- [What is required]
Give only the number of lines below that contain the word "roof".
---*---
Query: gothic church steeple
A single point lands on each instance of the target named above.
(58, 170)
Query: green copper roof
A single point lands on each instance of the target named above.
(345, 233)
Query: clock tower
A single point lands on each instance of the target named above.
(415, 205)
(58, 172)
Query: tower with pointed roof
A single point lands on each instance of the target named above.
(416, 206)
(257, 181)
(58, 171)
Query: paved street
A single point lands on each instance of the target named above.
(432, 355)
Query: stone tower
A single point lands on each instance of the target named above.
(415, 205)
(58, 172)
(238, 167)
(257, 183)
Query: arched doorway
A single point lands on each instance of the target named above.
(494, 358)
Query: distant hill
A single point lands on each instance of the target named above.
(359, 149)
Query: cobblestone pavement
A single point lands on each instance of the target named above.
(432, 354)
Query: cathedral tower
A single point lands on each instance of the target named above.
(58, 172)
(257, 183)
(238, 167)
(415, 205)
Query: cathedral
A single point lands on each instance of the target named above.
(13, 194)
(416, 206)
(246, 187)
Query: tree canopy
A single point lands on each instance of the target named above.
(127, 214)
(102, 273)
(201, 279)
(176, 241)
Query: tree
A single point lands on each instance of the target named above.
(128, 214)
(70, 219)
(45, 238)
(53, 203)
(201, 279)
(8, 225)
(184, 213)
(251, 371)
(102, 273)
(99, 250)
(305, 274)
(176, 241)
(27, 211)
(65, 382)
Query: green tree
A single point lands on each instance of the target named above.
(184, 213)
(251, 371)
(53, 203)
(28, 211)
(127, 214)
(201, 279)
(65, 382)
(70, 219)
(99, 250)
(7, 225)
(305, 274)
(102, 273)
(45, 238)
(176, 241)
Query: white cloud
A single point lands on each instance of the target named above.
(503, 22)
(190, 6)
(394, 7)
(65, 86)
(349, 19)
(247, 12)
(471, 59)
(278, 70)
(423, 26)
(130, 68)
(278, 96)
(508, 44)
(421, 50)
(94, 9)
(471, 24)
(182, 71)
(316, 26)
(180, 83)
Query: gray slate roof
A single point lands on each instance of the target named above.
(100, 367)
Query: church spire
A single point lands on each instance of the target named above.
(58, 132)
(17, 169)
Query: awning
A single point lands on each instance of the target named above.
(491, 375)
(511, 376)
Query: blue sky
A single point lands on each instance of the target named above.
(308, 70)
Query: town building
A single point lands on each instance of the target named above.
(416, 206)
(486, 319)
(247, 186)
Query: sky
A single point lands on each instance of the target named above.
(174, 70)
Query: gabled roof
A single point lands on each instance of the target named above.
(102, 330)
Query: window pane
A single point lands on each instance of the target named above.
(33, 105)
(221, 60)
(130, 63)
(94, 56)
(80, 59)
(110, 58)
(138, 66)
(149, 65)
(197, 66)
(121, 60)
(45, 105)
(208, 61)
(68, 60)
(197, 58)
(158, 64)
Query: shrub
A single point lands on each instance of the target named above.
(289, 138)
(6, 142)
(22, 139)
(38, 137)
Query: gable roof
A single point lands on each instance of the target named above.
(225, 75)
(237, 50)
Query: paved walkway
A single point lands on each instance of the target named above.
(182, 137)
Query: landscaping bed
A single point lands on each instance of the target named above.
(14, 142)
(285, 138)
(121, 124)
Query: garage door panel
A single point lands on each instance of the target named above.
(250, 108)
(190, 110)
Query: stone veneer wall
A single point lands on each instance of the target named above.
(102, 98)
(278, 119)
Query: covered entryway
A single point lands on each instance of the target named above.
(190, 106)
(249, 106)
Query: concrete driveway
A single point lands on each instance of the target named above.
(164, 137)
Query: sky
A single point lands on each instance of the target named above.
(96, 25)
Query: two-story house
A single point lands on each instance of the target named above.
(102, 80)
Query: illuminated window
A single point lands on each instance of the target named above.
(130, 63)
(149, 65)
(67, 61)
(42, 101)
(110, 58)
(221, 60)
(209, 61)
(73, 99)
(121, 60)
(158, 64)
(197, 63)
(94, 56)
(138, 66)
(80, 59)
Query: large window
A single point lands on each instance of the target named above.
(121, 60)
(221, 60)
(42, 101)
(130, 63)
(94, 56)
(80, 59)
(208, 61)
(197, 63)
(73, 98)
---*---
- [Task response]
5